------ DATA SUPPLIED ------

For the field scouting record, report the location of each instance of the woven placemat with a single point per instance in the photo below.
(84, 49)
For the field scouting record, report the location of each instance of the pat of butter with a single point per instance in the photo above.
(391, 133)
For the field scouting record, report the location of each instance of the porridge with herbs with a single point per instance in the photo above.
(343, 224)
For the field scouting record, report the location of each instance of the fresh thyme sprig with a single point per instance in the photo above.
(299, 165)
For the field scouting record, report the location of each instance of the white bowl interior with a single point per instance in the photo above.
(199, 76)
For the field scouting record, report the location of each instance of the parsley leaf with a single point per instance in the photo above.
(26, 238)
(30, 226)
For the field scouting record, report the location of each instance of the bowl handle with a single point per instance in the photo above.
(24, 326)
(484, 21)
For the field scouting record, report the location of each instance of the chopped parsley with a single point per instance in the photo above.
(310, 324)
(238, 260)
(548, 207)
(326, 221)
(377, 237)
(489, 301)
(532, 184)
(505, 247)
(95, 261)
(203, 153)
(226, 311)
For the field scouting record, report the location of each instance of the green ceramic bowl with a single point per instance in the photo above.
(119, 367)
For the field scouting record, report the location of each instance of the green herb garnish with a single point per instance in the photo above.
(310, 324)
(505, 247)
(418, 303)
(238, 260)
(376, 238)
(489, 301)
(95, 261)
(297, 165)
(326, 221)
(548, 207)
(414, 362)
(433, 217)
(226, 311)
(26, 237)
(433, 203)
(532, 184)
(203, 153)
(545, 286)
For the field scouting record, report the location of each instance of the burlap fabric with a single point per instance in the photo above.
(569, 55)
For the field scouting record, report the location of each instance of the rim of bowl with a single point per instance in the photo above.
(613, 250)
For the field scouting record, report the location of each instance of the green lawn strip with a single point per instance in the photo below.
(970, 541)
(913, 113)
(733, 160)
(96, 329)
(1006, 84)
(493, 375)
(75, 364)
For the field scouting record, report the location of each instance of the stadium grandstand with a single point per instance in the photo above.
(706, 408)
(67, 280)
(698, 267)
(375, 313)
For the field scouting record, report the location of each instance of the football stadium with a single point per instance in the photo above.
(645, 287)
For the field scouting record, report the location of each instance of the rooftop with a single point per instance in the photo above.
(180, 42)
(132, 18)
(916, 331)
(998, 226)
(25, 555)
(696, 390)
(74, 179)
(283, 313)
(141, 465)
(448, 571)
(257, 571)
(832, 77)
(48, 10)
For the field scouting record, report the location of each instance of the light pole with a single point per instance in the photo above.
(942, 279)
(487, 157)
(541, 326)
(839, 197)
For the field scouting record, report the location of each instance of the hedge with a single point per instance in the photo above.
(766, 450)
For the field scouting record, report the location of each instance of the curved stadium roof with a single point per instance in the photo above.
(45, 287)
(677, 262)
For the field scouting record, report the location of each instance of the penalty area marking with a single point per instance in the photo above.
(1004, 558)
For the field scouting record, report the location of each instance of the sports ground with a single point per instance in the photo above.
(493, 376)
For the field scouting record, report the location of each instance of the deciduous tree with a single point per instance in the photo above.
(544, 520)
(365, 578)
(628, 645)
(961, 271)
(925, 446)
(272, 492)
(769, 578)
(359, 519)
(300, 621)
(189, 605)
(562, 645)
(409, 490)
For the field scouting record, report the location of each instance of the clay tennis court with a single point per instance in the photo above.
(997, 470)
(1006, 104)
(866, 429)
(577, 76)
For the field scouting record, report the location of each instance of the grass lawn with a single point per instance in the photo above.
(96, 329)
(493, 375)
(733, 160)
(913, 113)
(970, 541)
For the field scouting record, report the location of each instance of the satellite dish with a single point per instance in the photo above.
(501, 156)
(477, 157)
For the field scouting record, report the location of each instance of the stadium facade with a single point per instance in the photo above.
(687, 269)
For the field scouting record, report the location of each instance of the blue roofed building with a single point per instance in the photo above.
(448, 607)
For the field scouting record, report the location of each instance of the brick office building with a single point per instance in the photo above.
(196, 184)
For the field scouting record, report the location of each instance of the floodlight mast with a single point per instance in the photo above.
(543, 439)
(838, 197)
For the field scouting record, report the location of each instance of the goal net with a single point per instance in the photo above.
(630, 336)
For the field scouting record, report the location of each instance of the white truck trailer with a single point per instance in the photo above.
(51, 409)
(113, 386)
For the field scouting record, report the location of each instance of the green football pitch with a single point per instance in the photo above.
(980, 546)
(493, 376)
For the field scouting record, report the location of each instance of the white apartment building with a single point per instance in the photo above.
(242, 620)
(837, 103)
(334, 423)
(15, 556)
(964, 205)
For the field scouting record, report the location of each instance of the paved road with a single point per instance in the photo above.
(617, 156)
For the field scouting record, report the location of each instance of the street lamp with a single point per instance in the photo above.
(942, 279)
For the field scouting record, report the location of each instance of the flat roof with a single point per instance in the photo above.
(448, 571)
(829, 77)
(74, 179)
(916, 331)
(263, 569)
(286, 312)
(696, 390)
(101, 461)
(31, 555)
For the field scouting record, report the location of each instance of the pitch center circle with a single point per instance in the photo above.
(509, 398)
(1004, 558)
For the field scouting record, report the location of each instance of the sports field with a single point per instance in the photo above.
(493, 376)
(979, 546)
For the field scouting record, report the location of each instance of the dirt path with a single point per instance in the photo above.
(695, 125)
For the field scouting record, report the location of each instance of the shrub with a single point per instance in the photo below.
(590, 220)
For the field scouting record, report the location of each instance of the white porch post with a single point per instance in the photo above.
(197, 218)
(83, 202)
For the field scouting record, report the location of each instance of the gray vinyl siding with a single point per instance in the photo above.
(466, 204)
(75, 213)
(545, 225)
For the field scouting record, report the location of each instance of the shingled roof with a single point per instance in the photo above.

------

#### [WORK REQUIRED]
Give all of the lines above again, exactly as they are.

#### [COMPLETED EXERCISE]
For the field scouting record, report the location of each instance of the woven placemat with a single point per instance in the photo below.
(84, 49)
For the field scouting record, report the location of each instance of the pat of butter with a single point per instance in the photo above.
(391, 133)
For the field scouting record, report the location of each instance of the porridge with herbs with a single point per instance in the photo above.
(343, 224)
For the field scouting record, report the location of each instance of the fresh thyme sprig with a single point per instance in the photo above.
(299, 165)
For the field scouting record, report the location of each instance of the white bowl interior with a single point per instance in the photo above.
(199, 76)
For the field scouting record, report the location of each instance of the parsley leaf with a single point per instance in the photo above.
(26, 238)
(30, 226)
For the field scouting record, report the location of each instance of the bowl handle with a single point per instance in the photo above.
(24, 326)
(484, 21)
For the field scouting record, report the location of each instance of the chopped parsley with a single point per instance in the photo above.
(310, 324)
(238, 260)
(548, 207)
(326, 221)
(377, 237)
(489, 301)
(532, 184)
(505, 247)
(95, 261)
(203, 153)
(226, 311)
For the field scouting record, report the location of each instance of the green ceramic bowl with a single point per instance in the photo above.
(119, 367)
For the field scouting record, report the location of each instance of the green herb garnish with a single point per instance in the photo above.
(310, 324)
(505, 247)
(418, 303)
(238, 260)
(376, 238)
(489, 301)
(95, 261)
(297, 165)
(326, 221)
(548, 207)
(414, 362)
(433, 217)
(226, 311)
(26, 237)
(433, 203)
(532, 184)
(203, 153)
(545, 286)
For the field scouting record, report the location of each instance of the burlap fabric with a single point per instance in the photo above.
(569, 55)
For the field scouting record, report the location of each instance of the rim of bowl with a single point per instance in the photo above.
(613, 250)
For the field scouting record, report the location of each instance of the green lawn strip with a single point per instance in the photo below.
(970, 541)
(913, 113)
(733, 160)
(96, 329)
(1006, 84)
(493, 375)
(75, 364)
For the field scouting record, report the location of each instance of the stadium grandstand with a single point per instance in the photo above.
(706, 408)
(67, 280)
(698, 267)
(375, 313)
For the field scouting record, report the location of each instance of the football stadium with a single point per instance in the photo above.
(645, 287)
For the field scouting record, report the location of each instance of the rooftop with a single point per instance in the photo above.
(180, 42)
(132, 18)
(916, 331)
(998, 226)
(25, 555)
(696, 390)
(74, 179)
(283, 313)
(141, 465)
(448, 571)
(257, 571)
(832, 77)
(48, 10)
For the field scouting record, report the location of each instance of the light pole with a single point per instance in the photo above.
(942, 279)
(487, 157)
(541, 326)
(839, 197)
For the field scouting record, report the location of each instance of the hedge with a single point per instance in the photo above.
(766, 450)
For the field scouting record, report the location of each instance of the curved stadium roof with a single point per instance in the photo above.
(45, 287)
(677, 262)
For the field scouting record, report the location of each instance of the penalty area marking with a single point per instance in the photo above.
(1004, 558)
For the field scouting record, report the location of each instance of the sports ground with a single point per instance in the photo above.
(493, 376)
For the field scouting record, report the location of each instance of the deciduous tree with a single point per instance in the photo above.
(544, 520)
(365, 578)
(628, 645)
(961, 271)
(925, 446)
(272, 492)
(769, 578)
(359, 519)
(300, 621)
(189, 605)
(562, 645)
(409, 490)
For the field scouting record, report the location of each instance of the clay tennis court with a single point per instance in the photo above.
(997, 470)
(1006, 104)
(866, 429)
(577, 76)
For the field scouting record, report the location of each instance of the grass lawn with a single point per instance in the photo above.
(96, 329)
(493, 375)
(733, 160)
(913, 113)
(970, 541)
For the field scouting record, report the location of each instance of the satellite dish with a single point per instance in the photo above.
(501, 156)
(477, 157)
For the field scouting record, report the location of each instance of the stadium facade with a single point per instance in the photo above.
(687, 269)
For the field scouting record, report the location of each instance of the blue roofed building with a single point per instance in the photo above.
(448, 607)
For the field scouting record, report the location of each instance of the brick office building with a single point per instance in the photo above.
(196, 184)
For the field scouting record, report the location of each instance of the floodlight mast with a single point per instance in the photo above.
(543, 439)
(838, 197)
For the field scouting record, report the location of each instance of the goal net with a single point per instance in the photo above.
(630, 336)
For the field scouting record, report the location of each instance of the white truck trailer with a single point per instance in the photo above.
(51, 409)
(113, 386)
For the field scouting record, report the location of each instance of the green football pitch with a single point per instance in the photo above.
(980, 546)
(493, 376)
For the field scouting record, report the location of each instance of the white apartment building with a single point per instance in the photo above.
(242, 620)
(837, 103)
(334, 423)
(15, 556)
(964, 205)
For the field scouting record, report the location of each instance of the paved road with a single point per instance in the photo above.
(617, 156)
For the field scouting record, report the location of each instance of the street lamp with a single point per instance in the photo above.
(942, 279)
For the field scouting record, report the location of each instance of the flat roof with a single point per instance in the photo above.
(448, 571)
(829, 77)
(74, 179)
(916, 331)
(263, 569)
(286, 312)
(696, 390)
(101, 461)
(31, 555)
For the field scouting record, report the location of each instance of the pitch center circle with a single point per instance in the photo above.
(509, 398)
(1004, 558)
For the field scouting record, report the location of each instance of the sports field with a single point per instance in the photo above.
(493, 376)
(979, 546)
For the field scouting record, report the location of each instance of the dirt path with a single point per instance in the photo above.
(695, 125)
For the field scouting record, report the location of each instance of the shrub with a single point per instance in the photo below.
(590, 220)
For the field scouting record, report the location of each instance of the white porch post with a single point per instance in the photo above.
(197, 218)
(83, 202)
For the field scouting record, report the location of each instance of the gray vinyl siding with a single point per instance in the photo above.
(466, 204)
(75, 213)
(545, 225)
For the field scouting record, report the location of each instance of the shingled roof with a single point per instance in the photo above.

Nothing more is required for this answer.